* _STATED EXERCISE_: Copy the following lines word for word, keeping every character unchanged.

* _RECORDS PROVIDED_:
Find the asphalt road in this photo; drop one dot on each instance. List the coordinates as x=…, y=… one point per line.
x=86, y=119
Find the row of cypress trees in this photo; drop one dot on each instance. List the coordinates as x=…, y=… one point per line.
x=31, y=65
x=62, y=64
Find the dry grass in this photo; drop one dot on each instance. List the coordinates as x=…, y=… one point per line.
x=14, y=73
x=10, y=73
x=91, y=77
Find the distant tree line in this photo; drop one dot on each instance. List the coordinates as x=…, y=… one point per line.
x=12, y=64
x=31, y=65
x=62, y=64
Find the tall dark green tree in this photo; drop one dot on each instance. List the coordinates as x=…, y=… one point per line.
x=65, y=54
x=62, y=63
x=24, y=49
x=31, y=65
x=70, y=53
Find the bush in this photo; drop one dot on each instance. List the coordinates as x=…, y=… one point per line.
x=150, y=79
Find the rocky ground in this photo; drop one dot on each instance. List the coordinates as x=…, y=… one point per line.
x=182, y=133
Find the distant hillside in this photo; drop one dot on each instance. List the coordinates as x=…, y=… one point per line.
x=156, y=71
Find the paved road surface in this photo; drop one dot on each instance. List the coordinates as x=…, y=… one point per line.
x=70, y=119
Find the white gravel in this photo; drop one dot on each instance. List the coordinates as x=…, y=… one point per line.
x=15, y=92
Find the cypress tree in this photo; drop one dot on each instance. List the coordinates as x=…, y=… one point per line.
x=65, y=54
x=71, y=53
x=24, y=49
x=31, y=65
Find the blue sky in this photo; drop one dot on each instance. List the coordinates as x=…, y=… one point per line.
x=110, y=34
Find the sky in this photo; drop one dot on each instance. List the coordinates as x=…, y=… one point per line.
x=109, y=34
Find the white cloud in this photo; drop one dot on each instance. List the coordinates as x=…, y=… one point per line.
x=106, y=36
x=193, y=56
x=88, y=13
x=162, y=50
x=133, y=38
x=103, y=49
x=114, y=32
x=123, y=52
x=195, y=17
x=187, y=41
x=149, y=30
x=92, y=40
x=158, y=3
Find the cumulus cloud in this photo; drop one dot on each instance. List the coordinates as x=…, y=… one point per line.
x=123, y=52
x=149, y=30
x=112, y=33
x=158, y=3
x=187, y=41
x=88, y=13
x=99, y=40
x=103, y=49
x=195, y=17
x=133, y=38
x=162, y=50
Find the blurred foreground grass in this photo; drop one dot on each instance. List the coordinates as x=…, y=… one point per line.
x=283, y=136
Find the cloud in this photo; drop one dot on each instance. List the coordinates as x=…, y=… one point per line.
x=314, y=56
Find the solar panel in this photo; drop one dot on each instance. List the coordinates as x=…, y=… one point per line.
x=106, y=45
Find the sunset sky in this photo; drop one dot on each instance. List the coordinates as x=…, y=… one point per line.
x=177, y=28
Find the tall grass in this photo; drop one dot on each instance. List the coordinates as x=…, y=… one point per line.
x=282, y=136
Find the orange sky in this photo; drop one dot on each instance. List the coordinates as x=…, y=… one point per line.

* _FINAL RESULT_:
Find the asphalt road in this photo; drop one dot on each instance. List the coordinates as x=…, y=… one point per line.
x=86, y=119
Find the row of cypress trees in this photo; drop one dot on each instance. List the coordinates as x=…, y=… one point per line.
x=31, y=65
x=62, y=64
Find the dry grass in this photo; drop one dot on each instance. List the coordinates as x=…, y=… one point per line.
x=14, y=73
x=10, y=73
x=91, y=77
Find the distant tree line in this photo; drop one dot on each instance. List the coordinates as x=…, y=… one point per line.
x=12, y=64
x=31, y=65
x=62, y=64
Find the tall dark green tree in this photo; drop one dot on each instance. List the coordinates as x=…, y=… one point per line.
x=65, y=54
x=62, y=63
x=24, y=49
x=31, y=65
x=70, y=53
Find the bush in this photo; drop one dot on each instance. List the coordinates as x=…, y=… one point per line.
x=150, y=79
Find the rocky ground in this photo; drop one dot on each instance. List the coordinates as x=…, y=… one point per line.
x=182, y=133
Find the distant hillside in this photo; drop one dot on each instance. List the coordinates as x=…, y=… one point per line.
x=156, y=71
Find the paved road surface in this photo; drop one dot on each instance. List the coordinates as x=…, y=… one point per line.
x=70, y=119
Find the white gravel in this photo; drop one dot on each instance. List the coordinates as x=…, y=… one point per line.
x=15, y=92
Find the cypress tree in this photo; drop one dot on each instance. List the coordinates as x=…, y=… one point per line.
x=65, y=54
x=71, y=53
x=24, y=49
x=31, y=65
Find the blue sky in this photo; drop one dot on each instance. List the coordinates as x=…, y=… one point per line.
x=110, y=34
Find the sky in this photo; drop one dot on each instance. List the coordinates as x=…, y=… one point per line.
x=109, y=34
Find the white cloud in this photo; drop one dot on each instance. List the coordinates as x=…, y=… one point per line.
x=106, y=36
x=193, y=56
x=88, y=13
x=162, y=50
x=133, y=38
x=103, y=49
x=114, y=32
x=123, y=52
x=195, y=17
x=187, y=41
x=149, y=30
x=92, y=40
x=158, y=3
Find the cumulus cloud in this photo; drop one dot on each instance. List the coordinates as x=…, y=… one point per line.
x=123, y=52
x=149, y=30
x=112, y=33
x=158, y=3
x=187, y=41
x=88, y=13
x=99, y=40
x=103, y=49
x=195, y=17
x=133, y=38
x=162, y=50
Find the blurred foreground grass in this photo; drop one dot on each instance. List the coordinates as x=…, y=… one point per line.
x=283, y=136
Find the cloud in this photo; drop one dot on each instance. List the coordinates as x=…, y=… one point per line.
x=314, y=56
Find the solar panel in this photo; drop one dot on each instance. List the coordinates as x=…, y=… one point per line.
x=106, y=45
Find the sunset sky in this photo; drop one dot on each instance. List the coordinates as x=…, y=… one point per line.
x=177, y=28
Find the tall grass in this photo; drop one dot on each instance. List the coordinates as x=…, y=… one point per line.
x=282, y=136
Find the orange sky in this photo; drop one dot on each instance. List the coordinates as x=…, y=… one point per line.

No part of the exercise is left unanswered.